> _JOBS_:
a – In the mailing-list reply about polling support for ACPI LPI states, what is the series mostly focused on?
b – Resume the mailing-list reply about polling support for ACPI LPI states, picking up after its last line.

> _SOURCE PASSAGE_:
↓↓↓

Great. Thanks Lifeng.

> The adaptation of ACPI LPI states is shown below as a patch. Feel free to
> include this patch as part of your series, or I can also send it out after
> your series being merged.

Ah, so polling for the regular ACPI driver. From a quick look the
patch looks good but this series is mostly focused on haltpoll so I
think this patch can go in after.

Please Cc me when you send it.

Thanks
Ankur

> From: Lifeng Zheng <zhenglifeng1@xxxxxxxxxx>
>
> ACPI: processor_idle: Support polling state for LPI
>
> Initialize an optional polling state besides LPI states.
>
> Wrap up a new enter method to correctly reflect the actual entered state
> when the polling state is enabled.

↑↑↑

> _DATA SHOWN_:
↓↓↓

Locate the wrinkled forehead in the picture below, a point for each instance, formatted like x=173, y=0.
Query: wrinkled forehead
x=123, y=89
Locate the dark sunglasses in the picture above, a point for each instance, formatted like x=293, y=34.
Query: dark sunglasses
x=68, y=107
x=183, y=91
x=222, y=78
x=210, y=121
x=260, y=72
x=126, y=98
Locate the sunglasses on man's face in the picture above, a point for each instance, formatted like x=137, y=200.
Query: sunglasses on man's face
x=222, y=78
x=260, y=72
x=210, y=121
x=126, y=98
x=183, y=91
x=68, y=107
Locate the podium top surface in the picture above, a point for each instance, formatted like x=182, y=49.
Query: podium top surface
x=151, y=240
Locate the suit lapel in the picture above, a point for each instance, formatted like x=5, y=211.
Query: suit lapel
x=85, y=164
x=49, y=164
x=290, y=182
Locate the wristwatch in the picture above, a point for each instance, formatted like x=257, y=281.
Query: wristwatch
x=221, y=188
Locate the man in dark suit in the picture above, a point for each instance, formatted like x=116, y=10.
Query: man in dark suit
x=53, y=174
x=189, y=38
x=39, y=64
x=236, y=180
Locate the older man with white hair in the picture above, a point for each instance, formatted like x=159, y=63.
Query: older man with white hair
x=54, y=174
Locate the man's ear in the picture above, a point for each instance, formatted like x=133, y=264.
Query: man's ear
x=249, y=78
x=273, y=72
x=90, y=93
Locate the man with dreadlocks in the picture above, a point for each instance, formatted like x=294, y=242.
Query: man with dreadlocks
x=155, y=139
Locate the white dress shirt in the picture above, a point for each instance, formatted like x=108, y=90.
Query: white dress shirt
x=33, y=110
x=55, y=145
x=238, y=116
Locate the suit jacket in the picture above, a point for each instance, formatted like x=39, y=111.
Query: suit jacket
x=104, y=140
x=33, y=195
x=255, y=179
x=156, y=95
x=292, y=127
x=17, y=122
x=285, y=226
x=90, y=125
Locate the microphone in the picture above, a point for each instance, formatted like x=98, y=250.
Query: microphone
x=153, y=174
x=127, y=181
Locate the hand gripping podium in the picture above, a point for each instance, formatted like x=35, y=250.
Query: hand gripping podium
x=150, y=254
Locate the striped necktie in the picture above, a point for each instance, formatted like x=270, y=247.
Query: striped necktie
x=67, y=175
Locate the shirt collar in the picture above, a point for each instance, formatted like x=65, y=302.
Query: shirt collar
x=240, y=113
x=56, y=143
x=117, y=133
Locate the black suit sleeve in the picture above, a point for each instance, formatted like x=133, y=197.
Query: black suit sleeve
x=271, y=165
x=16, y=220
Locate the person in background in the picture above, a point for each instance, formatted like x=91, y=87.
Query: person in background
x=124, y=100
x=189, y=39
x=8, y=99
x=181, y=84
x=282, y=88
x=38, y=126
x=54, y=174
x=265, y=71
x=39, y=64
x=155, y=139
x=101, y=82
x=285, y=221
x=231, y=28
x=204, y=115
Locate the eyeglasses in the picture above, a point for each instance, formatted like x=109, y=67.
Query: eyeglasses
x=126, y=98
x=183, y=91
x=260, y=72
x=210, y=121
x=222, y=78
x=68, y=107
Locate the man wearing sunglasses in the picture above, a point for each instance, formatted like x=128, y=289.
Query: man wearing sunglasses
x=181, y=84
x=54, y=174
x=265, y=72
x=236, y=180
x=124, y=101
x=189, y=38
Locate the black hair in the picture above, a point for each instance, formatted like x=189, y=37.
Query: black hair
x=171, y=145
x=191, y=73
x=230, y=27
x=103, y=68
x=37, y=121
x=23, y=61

↑↑↑

> _RESULTS BY TASK_:
a – The series is mostly focused on haltpoll.

b –
>
> Signed-off-by: Lifeng Zheng <zhenglifeng1@xxxxxxxxxx>
> Reviewed-by: Jie Zhan <zhanjie9@xxxxxxxxxxxxx>
> ---
> drivers/acpi/processor_idle.c | 39 ++++++++++++++++++++++++++++++-----
> 1 file changed, 34 insertions(+), 5 deletions(-)
>
> diff --git a/drivers/acpi/processor_idle.c b/drivers/acpi/processor_idle.c
> index 44096406d65d..d154b5d77328 100644
> --- a/drivers/acpi/processor_idle.c
> +++ b/drivers/acpi/processor_idle.c
> @@ -1194,20 +1194,46 @@ static int acpi_idle_lpi_enter(struct cpuidle_device *dev,
> return -EINVAL;
> }
>
> +/* To correctly reflect the entered state if the poll state is enabled. */
> +static int acpi_idle_lpi_enter_with_poll_state(struct cpuidle_device *dev,
> + struct cpuidle_driver *drv, int index)
> +{
> + int entered_state;
> +
> + if (unlikely(index < 1))
> + return -EINVAL;
> +
> + entered_state = acpi_idle_lpi_enter(dev, drv, index - 1);
> + if (entered_state < 0)
> + return entered_state;
> +
> + return entered_state + 1;
> +}
> +
> static int acpi_processor_setup_lpi_states(struct acpi_processor *pr)
> {
> - int i;
> + int i, count;
> struct acpi_lpi_state *lpi;
> struct cpuidle_state *state;
> struct cpuidle_driver *drv = &acpi_idle_driver;
> + typeof(state->enter) enter_method;
>
> if (!pr->flags.has_lpi)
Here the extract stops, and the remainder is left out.